--- TASK TO COMPLETE ---
Copy nothing before the line containing "Place one point per instance of the side window.". Reproduce that line and all that follow, exactly, through the end of the records.
(PROVIDED RECORDS begins)
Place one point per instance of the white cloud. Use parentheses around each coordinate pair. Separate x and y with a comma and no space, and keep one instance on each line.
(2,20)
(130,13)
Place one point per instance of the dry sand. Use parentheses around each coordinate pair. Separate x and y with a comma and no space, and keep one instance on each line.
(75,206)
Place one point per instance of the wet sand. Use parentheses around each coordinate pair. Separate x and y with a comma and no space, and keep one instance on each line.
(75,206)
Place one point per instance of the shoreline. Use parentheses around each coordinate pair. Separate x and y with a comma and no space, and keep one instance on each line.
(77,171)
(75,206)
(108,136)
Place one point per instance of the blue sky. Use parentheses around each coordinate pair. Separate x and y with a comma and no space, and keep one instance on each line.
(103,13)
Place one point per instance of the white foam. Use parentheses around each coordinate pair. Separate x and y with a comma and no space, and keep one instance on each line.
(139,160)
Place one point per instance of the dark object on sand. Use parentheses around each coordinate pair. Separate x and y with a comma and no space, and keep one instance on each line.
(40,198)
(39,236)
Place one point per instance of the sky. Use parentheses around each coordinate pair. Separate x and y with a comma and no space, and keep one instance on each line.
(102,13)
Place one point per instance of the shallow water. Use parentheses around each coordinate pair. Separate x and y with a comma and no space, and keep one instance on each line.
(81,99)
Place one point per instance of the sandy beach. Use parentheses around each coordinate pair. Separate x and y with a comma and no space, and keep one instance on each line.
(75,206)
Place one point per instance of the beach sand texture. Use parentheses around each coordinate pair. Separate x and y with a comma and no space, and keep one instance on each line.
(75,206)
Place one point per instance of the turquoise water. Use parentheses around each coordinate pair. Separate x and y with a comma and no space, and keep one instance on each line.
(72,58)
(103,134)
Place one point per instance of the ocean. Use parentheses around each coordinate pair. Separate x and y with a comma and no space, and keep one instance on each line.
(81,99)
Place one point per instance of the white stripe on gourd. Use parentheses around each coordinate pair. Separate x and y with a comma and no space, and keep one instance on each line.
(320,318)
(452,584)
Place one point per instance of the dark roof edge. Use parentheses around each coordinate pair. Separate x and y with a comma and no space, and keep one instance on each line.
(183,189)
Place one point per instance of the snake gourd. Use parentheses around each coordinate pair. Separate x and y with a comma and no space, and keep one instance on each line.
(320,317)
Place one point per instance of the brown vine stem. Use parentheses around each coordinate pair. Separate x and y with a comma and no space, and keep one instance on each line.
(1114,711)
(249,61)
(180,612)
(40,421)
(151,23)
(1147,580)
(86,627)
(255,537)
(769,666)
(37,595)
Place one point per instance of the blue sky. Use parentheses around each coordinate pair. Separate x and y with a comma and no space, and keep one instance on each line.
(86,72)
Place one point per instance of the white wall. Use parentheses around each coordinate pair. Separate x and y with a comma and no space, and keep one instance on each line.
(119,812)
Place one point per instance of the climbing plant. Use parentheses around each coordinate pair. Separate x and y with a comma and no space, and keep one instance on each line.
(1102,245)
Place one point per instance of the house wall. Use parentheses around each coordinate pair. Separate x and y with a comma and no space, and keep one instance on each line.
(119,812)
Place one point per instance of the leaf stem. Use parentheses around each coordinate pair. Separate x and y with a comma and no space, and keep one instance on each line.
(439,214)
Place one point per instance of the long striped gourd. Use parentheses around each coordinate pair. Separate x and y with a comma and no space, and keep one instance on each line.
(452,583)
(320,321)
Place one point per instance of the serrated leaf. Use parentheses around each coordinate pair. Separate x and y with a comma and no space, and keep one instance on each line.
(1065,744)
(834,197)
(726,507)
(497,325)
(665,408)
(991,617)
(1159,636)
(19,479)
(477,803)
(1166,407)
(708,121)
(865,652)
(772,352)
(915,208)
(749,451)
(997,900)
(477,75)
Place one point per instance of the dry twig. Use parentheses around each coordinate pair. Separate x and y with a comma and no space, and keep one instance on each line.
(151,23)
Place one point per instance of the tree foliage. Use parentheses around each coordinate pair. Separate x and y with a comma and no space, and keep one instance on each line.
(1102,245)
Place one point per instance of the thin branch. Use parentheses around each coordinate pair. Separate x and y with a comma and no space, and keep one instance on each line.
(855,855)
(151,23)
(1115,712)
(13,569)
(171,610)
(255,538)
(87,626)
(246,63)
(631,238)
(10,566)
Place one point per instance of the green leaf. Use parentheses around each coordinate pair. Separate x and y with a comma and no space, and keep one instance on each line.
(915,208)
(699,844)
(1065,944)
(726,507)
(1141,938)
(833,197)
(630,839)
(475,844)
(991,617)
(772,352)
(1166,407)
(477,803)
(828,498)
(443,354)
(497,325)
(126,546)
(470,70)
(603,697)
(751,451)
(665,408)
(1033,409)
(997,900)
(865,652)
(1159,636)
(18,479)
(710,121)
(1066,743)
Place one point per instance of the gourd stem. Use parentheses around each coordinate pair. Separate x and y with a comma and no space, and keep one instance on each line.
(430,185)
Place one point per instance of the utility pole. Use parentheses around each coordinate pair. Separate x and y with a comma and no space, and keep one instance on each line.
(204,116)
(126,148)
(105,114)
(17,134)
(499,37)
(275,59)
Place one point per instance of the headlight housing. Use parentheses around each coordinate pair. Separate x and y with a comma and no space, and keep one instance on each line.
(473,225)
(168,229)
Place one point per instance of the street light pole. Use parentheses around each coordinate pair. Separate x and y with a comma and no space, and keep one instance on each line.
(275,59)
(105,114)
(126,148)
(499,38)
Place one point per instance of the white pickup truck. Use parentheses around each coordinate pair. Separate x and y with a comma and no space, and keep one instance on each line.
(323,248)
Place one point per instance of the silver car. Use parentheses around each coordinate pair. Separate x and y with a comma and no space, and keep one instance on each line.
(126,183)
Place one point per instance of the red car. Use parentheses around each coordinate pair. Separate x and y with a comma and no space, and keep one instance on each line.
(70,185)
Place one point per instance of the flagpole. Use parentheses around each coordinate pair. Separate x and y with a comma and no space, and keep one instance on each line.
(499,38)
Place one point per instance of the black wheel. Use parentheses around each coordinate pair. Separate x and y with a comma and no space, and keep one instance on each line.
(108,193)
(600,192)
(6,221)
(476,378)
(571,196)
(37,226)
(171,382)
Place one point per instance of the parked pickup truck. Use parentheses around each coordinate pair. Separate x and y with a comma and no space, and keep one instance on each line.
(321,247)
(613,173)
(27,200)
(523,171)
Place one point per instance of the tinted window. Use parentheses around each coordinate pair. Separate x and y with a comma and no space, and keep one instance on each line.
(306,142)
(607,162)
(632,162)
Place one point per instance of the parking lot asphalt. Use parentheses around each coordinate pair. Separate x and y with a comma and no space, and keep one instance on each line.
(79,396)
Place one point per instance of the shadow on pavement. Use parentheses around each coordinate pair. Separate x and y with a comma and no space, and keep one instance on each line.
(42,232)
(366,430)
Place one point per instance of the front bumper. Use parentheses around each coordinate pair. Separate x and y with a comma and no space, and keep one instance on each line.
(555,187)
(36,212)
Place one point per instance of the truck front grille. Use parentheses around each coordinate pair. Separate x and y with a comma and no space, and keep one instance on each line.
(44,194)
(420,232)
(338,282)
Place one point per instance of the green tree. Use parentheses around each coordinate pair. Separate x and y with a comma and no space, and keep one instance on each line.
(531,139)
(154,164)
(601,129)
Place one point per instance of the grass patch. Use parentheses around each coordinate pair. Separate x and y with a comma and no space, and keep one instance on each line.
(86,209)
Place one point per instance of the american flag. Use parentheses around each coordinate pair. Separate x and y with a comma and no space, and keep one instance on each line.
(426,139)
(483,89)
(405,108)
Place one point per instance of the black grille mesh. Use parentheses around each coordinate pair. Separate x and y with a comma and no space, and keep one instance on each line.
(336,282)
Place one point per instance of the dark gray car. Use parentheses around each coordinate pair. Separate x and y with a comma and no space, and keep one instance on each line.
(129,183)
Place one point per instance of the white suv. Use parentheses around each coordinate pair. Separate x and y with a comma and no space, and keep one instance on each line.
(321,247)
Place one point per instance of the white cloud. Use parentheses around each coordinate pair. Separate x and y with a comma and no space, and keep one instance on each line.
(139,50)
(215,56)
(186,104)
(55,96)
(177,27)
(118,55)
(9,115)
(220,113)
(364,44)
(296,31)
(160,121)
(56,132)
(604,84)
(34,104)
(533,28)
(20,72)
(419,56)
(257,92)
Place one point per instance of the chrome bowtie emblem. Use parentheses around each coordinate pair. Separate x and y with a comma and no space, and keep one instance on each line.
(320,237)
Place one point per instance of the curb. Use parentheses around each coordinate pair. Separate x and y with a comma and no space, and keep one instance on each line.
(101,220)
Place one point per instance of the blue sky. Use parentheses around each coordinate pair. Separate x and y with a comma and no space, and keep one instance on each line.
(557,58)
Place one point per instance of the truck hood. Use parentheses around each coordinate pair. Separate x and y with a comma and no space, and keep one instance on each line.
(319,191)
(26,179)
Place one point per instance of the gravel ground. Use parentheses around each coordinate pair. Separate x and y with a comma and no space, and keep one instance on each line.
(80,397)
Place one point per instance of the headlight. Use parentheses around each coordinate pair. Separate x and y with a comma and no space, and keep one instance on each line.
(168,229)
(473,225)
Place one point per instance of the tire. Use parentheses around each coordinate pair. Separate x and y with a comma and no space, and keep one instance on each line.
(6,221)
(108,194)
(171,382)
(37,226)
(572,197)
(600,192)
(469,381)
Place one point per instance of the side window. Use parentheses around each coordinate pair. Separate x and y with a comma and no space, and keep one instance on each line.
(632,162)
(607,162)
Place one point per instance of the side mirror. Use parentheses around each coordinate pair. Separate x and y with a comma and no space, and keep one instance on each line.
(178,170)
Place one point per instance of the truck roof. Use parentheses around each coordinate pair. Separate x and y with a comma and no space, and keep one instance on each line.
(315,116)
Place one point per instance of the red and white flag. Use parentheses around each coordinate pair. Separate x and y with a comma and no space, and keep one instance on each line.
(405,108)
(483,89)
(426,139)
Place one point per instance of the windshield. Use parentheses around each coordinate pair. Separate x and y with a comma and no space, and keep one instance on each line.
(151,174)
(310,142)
(PROVIDED RECORDS ends)
--- ANSWER TO THIS EXERCISE ---
Place one point per instance of the side window. Use parentheses around each coordinate pair. Separate x and y with a comma and no space, and keep one instance on each line.
(632,162)
(607,162)
Place one point per instance of the side mirror. Use parentheses around each coordinate pair. Separate x and y with a comma and no space, and keep one instance on each line.
(178,170)
Place one point per instance of the truck roof. Use parentheses around each coordinate pair. Separate x and y with a comma and no space, and keep one instance on each line.
(315,116)
Place one point per instance of the red and white flag. Use parentheses around each coordinate pair. Separate x and y with a comma and no space, and keep one instance on each line.
(405,108)
(483,89)
(426,139)
Place one point per instance of the windshield. Use parentheses around each coordinate pair. Separate x and y with a comma and no space, and keep one instance on each line.
(151,174)
(310,142)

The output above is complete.